Below are records to be repeated in full. Give them exactly.

Records contained in a dataset
──────

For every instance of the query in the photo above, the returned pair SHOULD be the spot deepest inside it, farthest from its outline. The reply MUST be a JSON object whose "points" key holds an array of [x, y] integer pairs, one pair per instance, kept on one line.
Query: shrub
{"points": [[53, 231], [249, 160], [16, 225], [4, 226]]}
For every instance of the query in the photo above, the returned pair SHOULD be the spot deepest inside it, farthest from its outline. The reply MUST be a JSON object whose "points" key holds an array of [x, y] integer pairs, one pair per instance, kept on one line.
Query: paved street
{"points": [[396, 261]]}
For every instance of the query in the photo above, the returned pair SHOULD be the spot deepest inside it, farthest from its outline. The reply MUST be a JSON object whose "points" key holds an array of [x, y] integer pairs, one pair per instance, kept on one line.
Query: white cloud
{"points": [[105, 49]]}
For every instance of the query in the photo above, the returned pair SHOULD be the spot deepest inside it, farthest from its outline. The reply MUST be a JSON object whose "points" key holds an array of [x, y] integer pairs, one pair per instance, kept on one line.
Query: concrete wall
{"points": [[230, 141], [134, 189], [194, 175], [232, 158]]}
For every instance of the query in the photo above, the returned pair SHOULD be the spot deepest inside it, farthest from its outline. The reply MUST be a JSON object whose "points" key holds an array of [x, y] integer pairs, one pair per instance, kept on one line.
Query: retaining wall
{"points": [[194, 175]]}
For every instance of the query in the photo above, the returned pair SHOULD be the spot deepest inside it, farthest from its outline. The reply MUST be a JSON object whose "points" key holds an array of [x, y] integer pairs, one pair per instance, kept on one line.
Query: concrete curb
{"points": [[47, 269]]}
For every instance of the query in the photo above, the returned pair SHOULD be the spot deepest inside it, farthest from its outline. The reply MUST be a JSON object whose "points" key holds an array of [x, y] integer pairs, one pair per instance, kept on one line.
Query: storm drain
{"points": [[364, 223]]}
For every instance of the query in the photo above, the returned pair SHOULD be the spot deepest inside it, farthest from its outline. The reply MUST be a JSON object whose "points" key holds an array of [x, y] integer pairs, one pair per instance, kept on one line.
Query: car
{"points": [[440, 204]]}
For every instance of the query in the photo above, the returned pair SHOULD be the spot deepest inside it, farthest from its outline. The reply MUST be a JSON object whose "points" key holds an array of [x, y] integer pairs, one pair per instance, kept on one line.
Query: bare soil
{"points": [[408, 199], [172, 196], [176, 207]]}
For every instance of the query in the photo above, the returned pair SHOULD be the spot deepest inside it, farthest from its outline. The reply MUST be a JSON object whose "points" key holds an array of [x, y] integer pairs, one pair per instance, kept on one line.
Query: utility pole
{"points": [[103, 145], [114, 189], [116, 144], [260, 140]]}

──────

■ **RESPONSE BELOW**:
For every instance of the query in the photo above, the returned pair SHOULD be the spot deepest inside it, farthest from its outline. The reply MUST be a JSON object whose "points" key holds an array of [x, y] integer pairs, one pair per instance, kept on one line.
Query: shrub
{"points": [[53, 231], [249, 160], [16, 225], [4, 226]]}
For every instance of the query in the photo above, the returned pair SHOULD be the spot deepest inside it, farthest from its outline. The reply MUST be a JSON object whose "points" key holds an array of [x, y] integer pairs, one pair per instance, kept on one line.
Query: paved street
{"points": [[396, 261]]}
For every instance of the query in the photo above, the returned pair SHOULD be the spot deepest inside it, farthest from its outline. The reply MUST be a JSON object whose "points" key holds an array of [x, y] integer pairs, one pair per instance, kept on one line.
Query: white cloud
{"points": [[105, 49]]}
For every instance of the query in the photo above, the returned pair SHOULD be the spot deepest inside it, farthest from its outline. The reply MUST be a JSON object whose "points" key holds an array of [x, y] integer pairs, one pair per instance, kept on one line.
Query: concrete wall
{"points": [[230, 141], [134, 189], [194, 175], [232, 158]]}
For every instance of the query in the photo above, the returned pair SHOULD be the spot deepest inside it, farthest from its outline. The reply MUST be a JSON object whose "points" key holds an array of [x, y] integer pairs, one pair per instance, kept on one line.
Query: retaining wall
{"points": [[194, 175]]}
For every instance of the query in the photo above, the returned pair SHOULD be the spot deepest inside it, farthest from its outline. The reply MUST be a JSON object whose "points" key holds an array of [x, y] integer pairs, one pair per instance, kept on one line.
Query: concrete curb
{"points": [[47, 269]]}
For every instance of the query in the photo above, the returned pair SHOULD be the spot deepest inside it, farthest from its outline. The reply MUST be a JSON object whose "points" key holds an array of [x, y] integer pairs, one pair per instance, kept on one line.
Query: storm drain
{"points": [[364, 223]]}
For every instance of the query in the photo above, the returned pair SHOULD be the spot deepest inside it, farthest from its outline. The reply MUST be a JSON object whose "points" key holds an array of [x, y] integer pairs, one pair per instance, kept on one line.
Query: car
{"points": [[440, 204]]}
For every instance of the query in the photo above, the returned pair SHOULD be the spot deepest inside it, farthest from its outline. The reply MUST be a JSON object whose "points" key holds an array of [x, y] integer pairs, one pair per instance, kept on one line.
Query: bare soil
{"points": [[408, 199], [172, 196], [176, 207]]}
For every instance of the query in the photo above, the returned pair SHOULD be the spot deepest inside it, farthest from its outline. The reply MUST be a JSON object whose "points" key holds an array of [x, y] integer pairs, one pair per instance, kept on one line.
Query: utility pole
{"points": [[103, 145], [114, 189], [116, 144], [260, 140]]}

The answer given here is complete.